## Exercise objective
Write each of the items below out again word for word, leaving out the pictures.

## Records
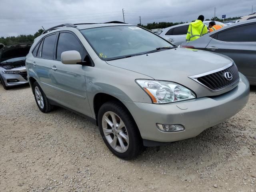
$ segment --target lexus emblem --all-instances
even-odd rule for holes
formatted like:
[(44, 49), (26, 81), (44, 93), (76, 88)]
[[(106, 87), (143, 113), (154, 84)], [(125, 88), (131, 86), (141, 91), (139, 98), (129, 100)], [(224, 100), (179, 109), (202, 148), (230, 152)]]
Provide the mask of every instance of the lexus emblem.
[(226, 72), (225, 73), (224, 76), (225, 76), (225, 78), (229, 81), (231, 80), (233, 78), (233, 75), (232, 75), (231, 73), (230, 73), (229, 72)]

## Exercise solution
$ segment --target lexus emblem --all-instances
even-odd rule for holes
formatted like:
[(44, 49), (26, 81), (44, 93), (76, 88)]
[[(106, 87), (143, 113), (154, 84)], [(125, 88), (131, 86), (141, 91), (139, 98), (129, 100)], [(224, 100), (179, 109), (202, 148), (230, 152)]]
Provide the mask of every instance of the lexus emblem.
[(226, 72), (225, 73), (224, 76), (225, 76), (225, 78), (229, 81), (231, 80), (233, 78), (233, 75), (232, 75), (231, 73), (230, 73), (229, 72)]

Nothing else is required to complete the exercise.